Listen to this article, read by Ron ButlerWalters told me that his views have been consistent, but he can pinpoint exactly when his advocacy intensified. At a training lunch less than a decade ago, he heard colleagues voicing discomfort with teaching the Declaration of Independence because Thomas Jefferson was an enslaver. Walters says he told them: “Guys, if you don’t understand that the Declaration of Independence changed the course of human events by acknowledging our rights come from God, and put our country on a new trajectory, and that it had an incredibly positive impact on human nature and humankind, I don’t know why you guys are teaching history. You guys have missed the boat because of an ideology.”
Walters has since made such a name for himself trying to push what he considers America’s Judeo-Christian origins into the country’s schools that, despite characterizing Donald Trump as a “charlatan” on social media in 2016, he was floated this fall as a candidate to head the Department of Education in the second Trump administration. In the past year, he has added high-profile, out-of-state conservative figures to Oklahoma’s social-studies-standards executive committee, including Dennis Prager, the founder of PragerU, an advocacy group that makes videos to advance “Judeo-Christian values”; and Kevin Roberts, the president of the Heritage Foundation and a principal architect of Project 2025. Walters also lobbied the State Legislature to fund the purchase of Bibles — favoring the Trump-endorsed “God Bless the U.S.A.” and “We the People” Bibles — for public-school classrooms.
Soon after taking office in January 2023, Walters created the Oklahoma Advisory Committee on Founding Principles. Records obtained by American Oversight, a watchdog group that advocates transparency in government, show that his staff circulated a draft document titled “Putting God Back in the Classroom.” One priority the committee settled on to further that ambition could upend the laws and norms not just of Oklahoma but of American education itself: the establishment of the country’s first religious charter school.
In late 2021, Robert Franklin, then chairman of the Oklahoma Statewide Virtual Charter School Board, received an unexpected letter from the archdiocese of Oklahoma City stating that it intended to create a virtual charter school. Such schools are independently run but publicly funded — and as a result, a religious charter school has never before been established. Franklin wrote back: “I have an absolute respect for the Catholic Church, but until a legal authority tells us differently, the Constitution” — he meant the state Constitution — “and the Oklahoma charter-school law would not allow us to do this.”

__SUPPLIED DATA__.
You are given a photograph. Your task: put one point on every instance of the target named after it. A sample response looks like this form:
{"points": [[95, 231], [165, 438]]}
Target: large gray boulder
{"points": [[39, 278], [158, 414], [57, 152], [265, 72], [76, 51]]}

__GOAL__. Reproduce word for word everything in the excerpt on Walters and Oklahoma schools from "Walters has since" down to "for public-school classrooms.".

__ANSWER TO THIS PROBLEM__.
Walters has since made such a name for himself trying to push what he considers America’s Judeo-Christian origins into the country’s schools that, despite characterizing Donald Trump as a “charlatan” on social media in 2016, he was floated this fall as a candidate to head the Department of Education in the second Trump administration. In the past year, he has added high-profile, out-of-state conservative figures to Oklahoma’s social-studies-standards executive committee, including Dennis Prager, the founder of PragerU, an advocacy group that makes videos to advance “Judeo-Christian values”; and Kevin Roberts, the president of the Heritage Foundation and a principal architect of Project 2025. Walters also lobbied the State Legislature to fund the purchase of Bibles — favoring the Trump-endorsed “God Bless the U.S.A.” and “We the People” Bibles — for public-school classrooms.